_What the task asks_
Copy out all of the data below, switching every "innermost point" to "central point" and changing nothing else. Leave the pictures out of your answer.

_Material provided_
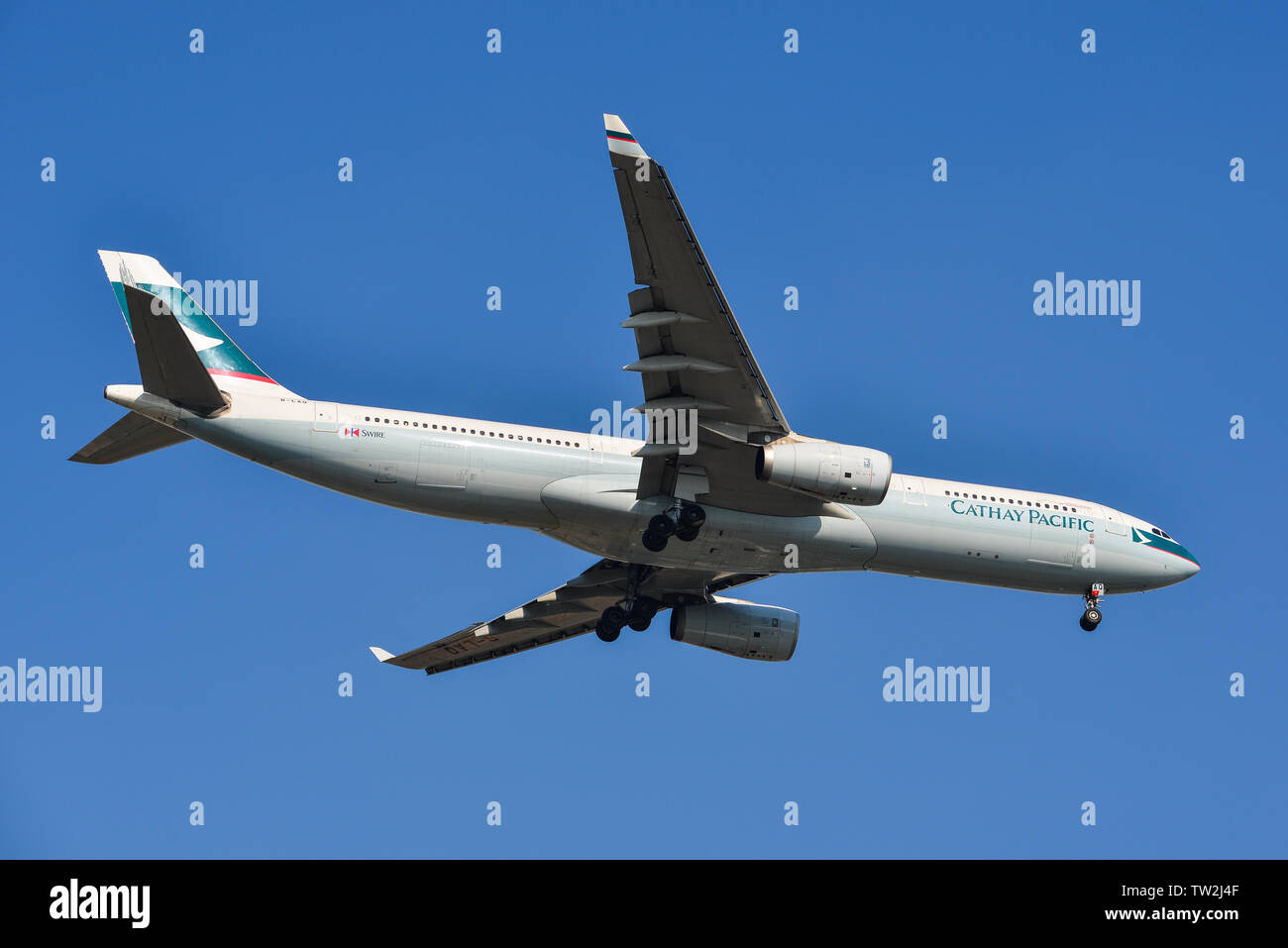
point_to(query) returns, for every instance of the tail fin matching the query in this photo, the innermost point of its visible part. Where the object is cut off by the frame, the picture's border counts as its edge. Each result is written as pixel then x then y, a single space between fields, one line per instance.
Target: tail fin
pixel 218 353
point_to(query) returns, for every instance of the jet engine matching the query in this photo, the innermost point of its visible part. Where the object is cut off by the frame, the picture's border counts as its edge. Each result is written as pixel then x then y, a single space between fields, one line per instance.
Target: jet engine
pixel 745 630
pixel 824 469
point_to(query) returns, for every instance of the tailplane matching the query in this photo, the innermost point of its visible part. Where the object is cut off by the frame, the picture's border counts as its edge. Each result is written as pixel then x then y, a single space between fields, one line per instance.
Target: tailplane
pixel 184 359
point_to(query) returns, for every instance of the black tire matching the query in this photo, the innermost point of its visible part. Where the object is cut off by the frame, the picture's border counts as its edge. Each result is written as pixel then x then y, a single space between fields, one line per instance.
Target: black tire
pixel 661 526
pixel 643 609
pixel 692 515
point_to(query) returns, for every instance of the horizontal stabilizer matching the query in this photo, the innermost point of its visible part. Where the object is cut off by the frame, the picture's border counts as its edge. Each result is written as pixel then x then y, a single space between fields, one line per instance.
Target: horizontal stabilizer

_Right answer_
point_to(query) returns, for every instance of the tail fin matching the query in this photo, the central point of its visible part. Where the object is cut off by the frame, the picture's border counts as its edge. Each result is written as pixel then x then y, a single space between fields, one line per instance.
Target: tail fin
pixel 218 353
point_to(query) returns, for every instance of the jet engine matching the query in this photo, the central point of its visible part. Where the object is cut off by the frame, the picture's border counts as its edge. Each result is written as pixel then x then y, a single space between fields, one line per instance.
Target: jet engine
pixel 745 630
pixel 824 469
point_to(query) returns, for every instance of the tailplane matching the query in this photo, the central point of its visible part. Where the object is cut off by the frame, the picture's border counts as its edge. Each result is written as pixel then x then y, a single space between fields, one line per instance.
Target: tailplane
pixel 184 359
point_to(query) returns, for every instance of the black tire matching the query in this photo, the central point of its visible part. Where the object is cut off by the frame, the picture's border counts as its edge. Each result is written as pixel then x then y, a single space between fields, one line per instance.
Target: black tire
pixel 661 526
pixel 643 609
pixel 692 515
point_to(query) returns, for every instance of the horizontal stabilizer matching the query in this photo, the central point of its visible part. Where the object is cut off by the frame, the picture's border counts as its edge. Each result is written as pixel then x then y, a single space between fields, one line per instance.
Target: horizontal stabilizer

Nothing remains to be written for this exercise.